(Pointing records)
──────
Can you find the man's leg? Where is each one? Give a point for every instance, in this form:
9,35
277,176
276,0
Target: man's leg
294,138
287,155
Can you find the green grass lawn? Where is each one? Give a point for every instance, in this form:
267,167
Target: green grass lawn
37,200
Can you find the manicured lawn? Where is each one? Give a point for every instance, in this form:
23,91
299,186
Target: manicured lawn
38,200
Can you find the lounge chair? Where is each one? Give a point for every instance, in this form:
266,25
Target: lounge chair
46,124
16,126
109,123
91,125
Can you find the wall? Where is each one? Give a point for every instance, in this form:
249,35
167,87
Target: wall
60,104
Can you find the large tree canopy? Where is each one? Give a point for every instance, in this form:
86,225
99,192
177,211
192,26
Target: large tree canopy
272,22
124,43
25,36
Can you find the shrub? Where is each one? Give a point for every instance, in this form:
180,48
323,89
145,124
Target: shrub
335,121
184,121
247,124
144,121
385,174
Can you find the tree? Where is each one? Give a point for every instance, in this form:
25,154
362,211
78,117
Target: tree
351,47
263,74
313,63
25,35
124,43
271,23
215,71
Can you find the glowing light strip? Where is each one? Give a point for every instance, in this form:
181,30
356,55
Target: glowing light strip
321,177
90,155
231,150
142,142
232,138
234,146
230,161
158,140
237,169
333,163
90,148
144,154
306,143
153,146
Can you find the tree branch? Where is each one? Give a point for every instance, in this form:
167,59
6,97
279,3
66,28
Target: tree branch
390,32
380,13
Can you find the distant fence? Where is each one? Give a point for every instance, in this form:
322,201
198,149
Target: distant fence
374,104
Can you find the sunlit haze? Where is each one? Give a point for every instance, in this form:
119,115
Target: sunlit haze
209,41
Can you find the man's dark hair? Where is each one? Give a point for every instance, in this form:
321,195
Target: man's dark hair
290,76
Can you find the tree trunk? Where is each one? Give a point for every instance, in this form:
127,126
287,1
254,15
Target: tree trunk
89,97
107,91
──────
## WORK REQUIRED
Copy verbatim the stretch of rows above from the line containing "Can you find the tree trunk?" through the end of the rows.

## EXERCISE SOLUTION
Can you find the tree trunk? Where is each one? Give a point for every instance, in this form:
127,126
287,1
254,15
Target: tree trunk
89,97
107,91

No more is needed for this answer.